Task objective:
Return every line of the items below that contains the word "white".

### Provided information ###

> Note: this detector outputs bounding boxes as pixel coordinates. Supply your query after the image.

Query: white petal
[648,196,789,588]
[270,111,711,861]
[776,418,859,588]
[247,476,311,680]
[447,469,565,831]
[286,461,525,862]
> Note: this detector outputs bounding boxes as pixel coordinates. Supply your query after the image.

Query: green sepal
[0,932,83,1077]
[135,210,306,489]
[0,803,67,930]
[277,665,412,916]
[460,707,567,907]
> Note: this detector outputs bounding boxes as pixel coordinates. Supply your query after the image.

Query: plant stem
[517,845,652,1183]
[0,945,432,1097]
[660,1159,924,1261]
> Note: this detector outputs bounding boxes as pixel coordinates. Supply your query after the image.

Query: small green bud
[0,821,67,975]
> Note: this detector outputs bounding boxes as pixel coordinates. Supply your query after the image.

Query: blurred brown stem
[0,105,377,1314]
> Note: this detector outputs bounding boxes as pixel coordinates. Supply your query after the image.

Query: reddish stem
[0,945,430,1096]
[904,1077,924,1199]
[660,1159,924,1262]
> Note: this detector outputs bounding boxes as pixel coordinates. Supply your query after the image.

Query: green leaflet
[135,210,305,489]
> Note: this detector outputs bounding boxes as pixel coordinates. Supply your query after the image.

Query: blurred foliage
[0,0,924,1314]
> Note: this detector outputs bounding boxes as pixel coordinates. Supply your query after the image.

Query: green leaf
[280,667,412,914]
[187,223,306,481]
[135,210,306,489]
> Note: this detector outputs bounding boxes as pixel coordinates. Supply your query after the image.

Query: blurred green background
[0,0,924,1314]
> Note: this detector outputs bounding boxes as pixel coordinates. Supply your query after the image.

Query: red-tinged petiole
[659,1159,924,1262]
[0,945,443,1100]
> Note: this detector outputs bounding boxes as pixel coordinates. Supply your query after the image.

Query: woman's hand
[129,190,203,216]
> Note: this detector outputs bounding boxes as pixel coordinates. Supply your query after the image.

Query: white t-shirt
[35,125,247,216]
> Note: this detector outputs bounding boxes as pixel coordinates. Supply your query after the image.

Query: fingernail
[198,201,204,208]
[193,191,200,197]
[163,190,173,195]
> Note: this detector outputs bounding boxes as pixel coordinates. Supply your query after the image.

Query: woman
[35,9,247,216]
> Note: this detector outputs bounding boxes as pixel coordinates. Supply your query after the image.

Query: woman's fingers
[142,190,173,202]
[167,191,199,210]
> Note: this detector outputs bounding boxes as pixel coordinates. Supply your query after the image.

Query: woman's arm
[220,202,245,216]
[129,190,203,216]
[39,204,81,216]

###

Full solution:
Query: white petal
Query: white t-shirt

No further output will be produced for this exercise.